Set task:
Repeat the material starting at the line containing "where the blue" and ending at the line containing "[0,0,344,280]", offsetting every bounding box coordinate by 29 and keeping all other text unchanged. Leave the pictures out.

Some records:
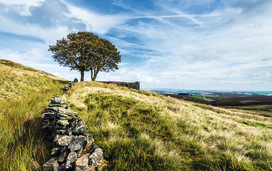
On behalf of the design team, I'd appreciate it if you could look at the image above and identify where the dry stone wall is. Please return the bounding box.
[98,81,140,90]
[42,82,107,171]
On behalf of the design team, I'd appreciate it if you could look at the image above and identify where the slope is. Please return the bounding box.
[65,82,272,170]
[0,59,65,171]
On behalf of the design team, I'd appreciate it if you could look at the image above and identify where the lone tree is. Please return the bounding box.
[48,32,121,81]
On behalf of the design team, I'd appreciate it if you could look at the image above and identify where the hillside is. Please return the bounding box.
[0,59,65,171]
[0,60,272,171]
[65,82,272,170]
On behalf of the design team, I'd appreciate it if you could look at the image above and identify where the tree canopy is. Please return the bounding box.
[48,32,121,81]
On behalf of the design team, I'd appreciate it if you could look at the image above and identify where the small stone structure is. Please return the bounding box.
[98,81,140,90]
[42,86,107,171]
[62,81,75,94]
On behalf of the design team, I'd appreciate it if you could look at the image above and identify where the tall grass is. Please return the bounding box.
[63,83,272,170]
[0,60,64,171]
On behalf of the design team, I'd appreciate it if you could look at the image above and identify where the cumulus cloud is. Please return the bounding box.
[0,0,272,90]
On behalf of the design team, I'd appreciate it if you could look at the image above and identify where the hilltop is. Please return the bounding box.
[0,60,272,170]
[65,82,272,170]
[0,59,66,171]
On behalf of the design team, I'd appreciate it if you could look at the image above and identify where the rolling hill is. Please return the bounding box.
[65,82,272,170]
[0,59,65,171]
[0,60,272,170]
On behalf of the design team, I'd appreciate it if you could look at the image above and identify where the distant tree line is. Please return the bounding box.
[48,32,121,81]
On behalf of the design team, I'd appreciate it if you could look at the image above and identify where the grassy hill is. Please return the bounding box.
[0,60,272,171]
[65,82,272,170]
[0,59,65,171]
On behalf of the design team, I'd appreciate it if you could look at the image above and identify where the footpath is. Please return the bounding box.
[42,82,107,171]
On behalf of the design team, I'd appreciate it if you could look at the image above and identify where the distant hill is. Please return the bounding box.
[0,60,272,171]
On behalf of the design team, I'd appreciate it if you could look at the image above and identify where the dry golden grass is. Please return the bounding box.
[66,82,272,170]
[0,59,65,99]
[0,60,64,171]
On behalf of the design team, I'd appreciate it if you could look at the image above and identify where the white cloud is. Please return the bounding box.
[66,3,127,34]
[0,0,45,16]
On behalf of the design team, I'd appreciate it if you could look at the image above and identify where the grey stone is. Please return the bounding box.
[73,125,88,135]
[42,112,55,120]
[83,142,93,154]
[68,137,85,151]
[58,150,68,163]
[59,108,77,115]
[76,156,89,171]
[57,129,66,135]
[86,134,94,142]
[65,152,77,169]
[57,120,69,126]
[51,147,60,156]
[42,120,51,129]
[54,135,75,146]
[50,96,64,104]
[43,157,59,171]
[58,113,73,120]
[89,148,104,167]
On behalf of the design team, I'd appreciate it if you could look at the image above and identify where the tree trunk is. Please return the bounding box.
[92,71,98,81]
[80,71,84,81]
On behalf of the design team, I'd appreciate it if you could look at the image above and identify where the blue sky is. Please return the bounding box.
[0,0,272,91]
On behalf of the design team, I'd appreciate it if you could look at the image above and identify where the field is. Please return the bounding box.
[0,60,64,171]
[0,60,272,171]
[65,82,272,170]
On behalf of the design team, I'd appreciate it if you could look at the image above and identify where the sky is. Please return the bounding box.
[0,0,272,91]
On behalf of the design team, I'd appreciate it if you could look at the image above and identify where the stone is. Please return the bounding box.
[73,125,88,135]
[65,152,77,169]
[68,137,85,151]
[86,134,94,142]
[83,142,93,154]
[59,108,77,115]
[42,112,55,120]
[57,129,66,135]
[54,135,75,146]
[42,120,51,129]
[58,113,73,120]
[89,148,104,167]
[51,147,60,156]
[43,157,59,171]
[58,148,68,163]
[50,96,64,104]
[57,120,69,126]
[76,156,89,170]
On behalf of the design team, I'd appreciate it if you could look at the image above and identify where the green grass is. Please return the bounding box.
[66,83,272,170]
[0,58,64,171]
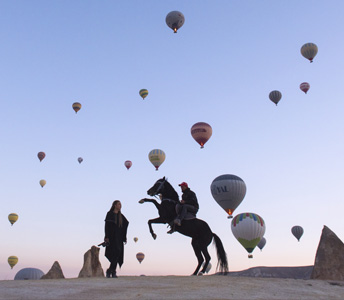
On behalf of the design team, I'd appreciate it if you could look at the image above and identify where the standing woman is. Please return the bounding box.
[104,200,129,278]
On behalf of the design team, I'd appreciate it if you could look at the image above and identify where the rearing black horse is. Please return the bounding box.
[139,177,228,275]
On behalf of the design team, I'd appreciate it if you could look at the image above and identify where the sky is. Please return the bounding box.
[0,0,344,280]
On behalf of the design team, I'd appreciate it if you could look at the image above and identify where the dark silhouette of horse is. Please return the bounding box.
[139,177,228,275]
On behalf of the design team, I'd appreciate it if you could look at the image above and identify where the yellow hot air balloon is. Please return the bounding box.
[139,89,148,99]
[148,149,166,171]
[8,213,18,226]
[136,252,145,263]
[72,102,81,113]
[7,256,18,269]
[39,179,47,187]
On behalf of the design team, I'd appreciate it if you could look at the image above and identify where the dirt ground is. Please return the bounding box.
[0,276,344,300]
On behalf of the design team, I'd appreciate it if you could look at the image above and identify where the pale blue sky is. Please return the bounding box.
[0,0,344,279]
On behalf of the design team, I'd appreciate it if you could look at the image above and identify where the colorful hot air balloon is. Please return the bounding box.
[166,10,185,33]
[139,89,148,99]
[257,237,266,251]
[7,256,18,269]
[136,252,145,263]
[39,179,47,188]
[300,82,311,94]
[301,43,318,62]
[148,149,166,171]
[291,225,303,241]
[124,160,133,170]
[269,90,282,105]
[8,213,18,226]
[37,152,45,161]
[231,213,265,258]
[210,174,246,218]
[191,122,213,148]
[72,102,81,113]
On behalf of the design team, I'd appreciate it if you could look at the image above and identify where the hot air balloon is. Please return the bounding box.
[139,89,148,99]
[269,91,282,105]
[7,256,18,269]
[166,10,185,33]
[148,149,166,171]
[301,43,318,62]
[300,82,311,94]
[191,122,213,148]
[257,237,266,251]
[124,160,133,170]
[8,213,18,226]
[73,102,81,113]
[37,152,45,161]
[39,179,47,188]
[291,225,303,241]
[231,213,265,258]
[210,174,246,218]
[136,252,145,263]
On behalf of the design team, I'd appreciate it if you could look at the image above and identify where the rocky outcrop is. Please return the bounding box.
[311,226,344,280]
[79,246,104,278]
[41,261,65,279]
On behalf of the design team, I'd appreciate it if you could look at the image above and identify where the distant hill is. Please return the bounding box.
[216,266,313,279]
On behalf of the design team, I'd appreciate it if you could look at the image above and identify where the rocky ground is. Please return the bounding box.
[0,276,344,300]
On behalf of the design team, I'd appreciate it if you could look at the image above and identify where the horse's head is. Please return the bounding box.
[147,176,167,196]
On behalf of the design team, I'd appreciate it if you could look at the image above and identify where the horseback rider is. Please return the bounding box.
[167,182,199,233]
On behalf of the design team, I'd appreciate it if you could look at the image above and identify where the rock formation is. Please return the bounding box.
[311,226,344,280]
[79,246,104,278]
[41,261,65,279]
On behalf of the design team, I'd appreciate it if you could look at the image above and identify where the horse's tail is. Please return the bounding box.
[213,233,228,275]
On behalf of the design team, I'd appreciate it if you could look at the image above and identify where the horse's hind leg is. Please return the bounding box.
[191,239,204,275]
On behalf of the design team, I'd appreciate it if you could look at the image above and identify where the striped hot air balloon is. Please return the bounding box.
[301,43,318,62]
[269,90,282,105]
[300,82,311,94]
[148,149,166,171]
[139,89,148,99]
[191,122,213,148]
[291,225,303,241]
[210,174,246,218]
[231,213,265,258]
[8,213,18,226]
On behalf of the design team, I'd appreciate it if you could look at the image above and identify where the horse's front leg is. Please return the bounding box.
[148,217,165,239]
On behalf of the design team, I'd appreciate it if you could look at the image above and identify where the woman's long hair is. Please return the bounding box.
[109,200,123,227]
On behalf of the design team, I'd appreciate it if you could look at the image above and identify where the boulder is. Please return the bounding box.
[311,226,344,280]
[79,246,104,278]
[41,261,65,279]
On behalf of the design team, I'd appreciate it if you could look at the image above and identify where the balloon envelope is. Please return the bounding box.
[14,268,44,280]
[257,237,266,250]
[269,90,282,105]
[231,213,265,257]
[301,43,318,62]
[39,179,47,187]
[291,225,303,241]
[191,122,213,148]
[7,255,18,269]
[124,160,133,170]
[8,213,18,225]
[139,89,148,99]
[148,149,166,171]
[166,10,185,33]
[300,82,311,94]
[210,174,246,216]
[72,102,81,113]
[136,252,145,263]
[37,151,45,161]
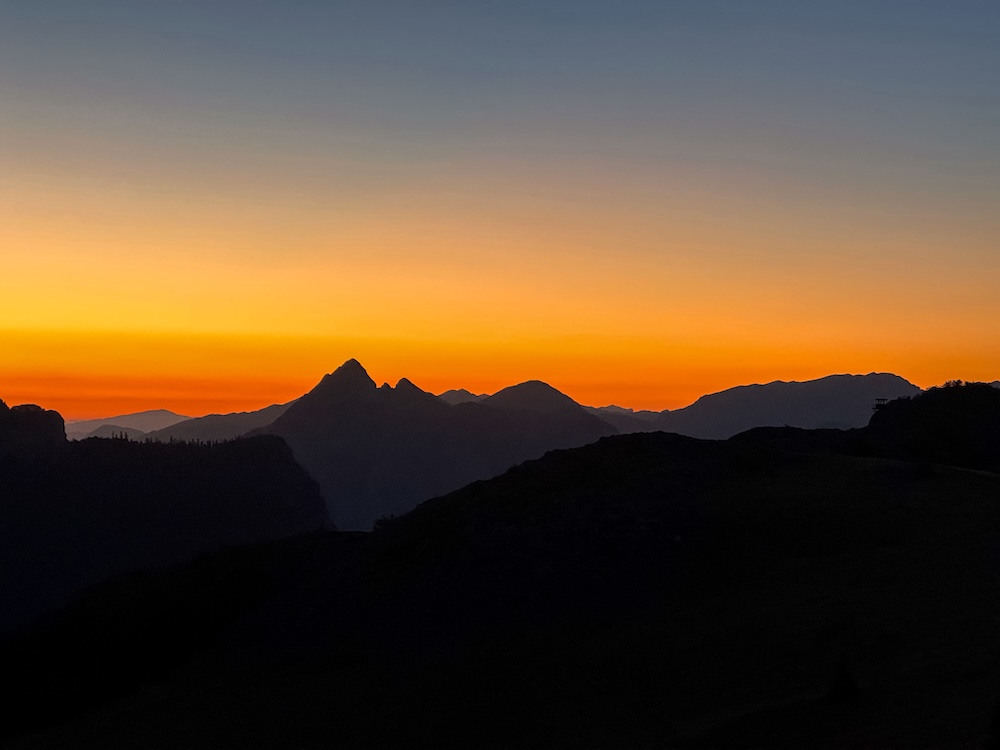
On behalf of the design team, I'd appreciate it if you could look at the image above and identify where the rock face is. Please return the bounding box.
[0,401,66,453]
[260,359,617,530]
[0,405,329,632]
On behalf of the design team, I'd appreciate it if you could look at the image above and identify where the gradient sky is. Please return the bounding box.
[0,0,1000,418]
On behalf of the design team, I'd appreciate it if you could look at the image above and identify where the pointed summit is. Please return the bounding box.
[319,359,376,391]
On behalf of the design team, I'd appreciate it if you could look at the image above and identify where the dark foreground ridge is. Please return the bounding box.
[0,402,328,632]
[0,386,1000,748]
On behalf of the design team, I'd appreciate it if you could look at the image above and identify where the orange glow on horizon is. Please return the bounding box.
[0,331,1000,421]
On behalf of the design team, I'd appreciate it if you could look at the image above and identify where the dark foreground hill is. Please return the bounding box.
[145,402,294,442]
[258,360,617,531]
[66,409,190,440]
[0,402,328,631]
[7,389,1000,748]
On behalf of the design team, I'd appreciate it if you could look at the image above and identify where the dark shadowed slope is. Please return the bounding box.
[655,373,920,439]
[583,406,667,433]
[146,401,295,442]
[80,424,147,440]
[0,406,328,630]
[438,388,488,406]
[66,409,190,440]
[7,394,1000,749]
[261,360,615,530]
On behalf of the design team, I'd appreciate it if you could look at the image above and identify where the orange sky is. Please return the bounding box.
[0,0,1000,419]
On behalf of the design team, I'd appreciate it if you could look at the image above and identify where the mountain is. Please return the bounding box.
[0,388,1000,749]
[0,402,329,632]
[583,406,666,433]
[80,424,147,440]
[254,359,616,530]
[66,409,190,440]
[655,373,920,439]
[146,402,294,442]
[438,388,487,406]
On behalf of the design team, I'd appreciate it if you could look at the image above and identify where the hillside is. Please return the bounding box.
[0,402,329,631]
[146,402,294,443]
[257,360,616,531]
[7,389,1000,748]
[66,409,190,440]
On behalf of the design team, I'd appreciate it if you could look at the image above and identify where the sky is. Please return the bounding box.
[0,0,1000,419]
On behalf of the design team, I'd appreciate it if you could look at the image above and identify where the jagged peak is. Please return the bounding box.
[321,359,376,388]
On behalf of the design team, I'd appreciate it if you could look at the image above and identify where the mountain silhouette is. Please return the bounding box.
[146,402,294,442]
[0,402,329,632]
[653,373,920,439]
[253,359,615,530]
[74,424,148,440]
[438,388,488,406]
[0,388,1000,749]
[66,409,190,440]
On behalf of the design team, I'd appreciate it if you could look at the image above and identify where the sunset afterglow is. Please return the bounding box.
[0,0,1000,419]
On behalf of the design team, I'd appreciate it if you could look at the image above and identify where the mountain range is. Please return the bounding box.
[251,359,617,530]
[52,360,920,530]
[0,384,1000,748]
[0,401,330,632]
[66,409,191,440]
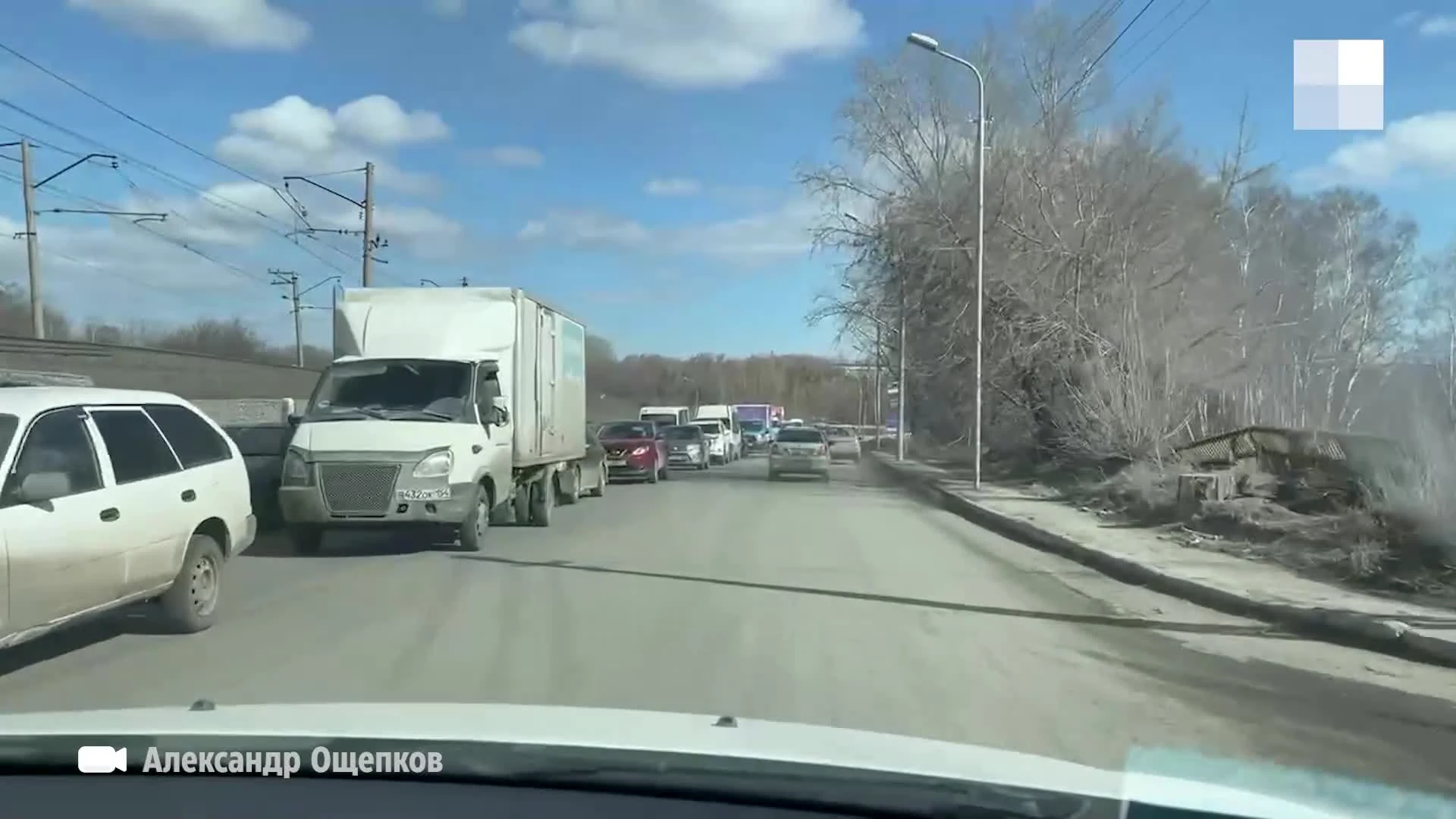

Solution to the problem:
On behalf of the design team, I'd appreciate it if you could look at the image above and identify where the blue sky is. Please return the bounding box.
[29,29,301,120]
On behalf of the design team, I'd appreciate it if you could look at the image above and identify where the field is. Please return the bounding box.
[29,89,93,200]
[29,89,301,200]
[94,111,301,199]
On behalf of the design team, I'd appreciate it if you could look at the image above and identify where the sky is. Please return the bounding box.
[29,29,301,120]
On behalf of the design team, I'd appreciate it if you could look at the image above and identify where the stone is. Please return the bounding box.
[102,154,117,164]
[94,181,106,198]
[97,166,114,180]
[115,163,123,171]
[112,171,122,183]
[88,137,106,144]
[71,141,84,149]
[86,158,95,164]
[83,164,104,175]
[71,149,80,158]
[87,142,102,149]
[118,177,133,196]
[80,176,89,185]
[72,186,88,200]
[87,177,97,192]
[79,125,93,133]
[86,149,98,155]
[105,185,118,199]
On behalf of the design team, I'd appreciate it if you could look at the image above and identify where the green grass is. Please return the bounding box.
[95,112,301,199]
[29,87,93,200]
On behalf of the design team, I'd appreciate it if you could look at the image above and identify where the standing woman is. Please return the bounding box.
[133,229,158,307]
On behalf of the design team, I'd appreciate it if you could look at the image above and identify where the rearing black horse is. Please return the bounding box.
[168,206,257,304]
On behalf of the design team, I'd appreciate it if you could look at the image above and identify where the sky is. Please return the bounding box.
[29,29,373,309]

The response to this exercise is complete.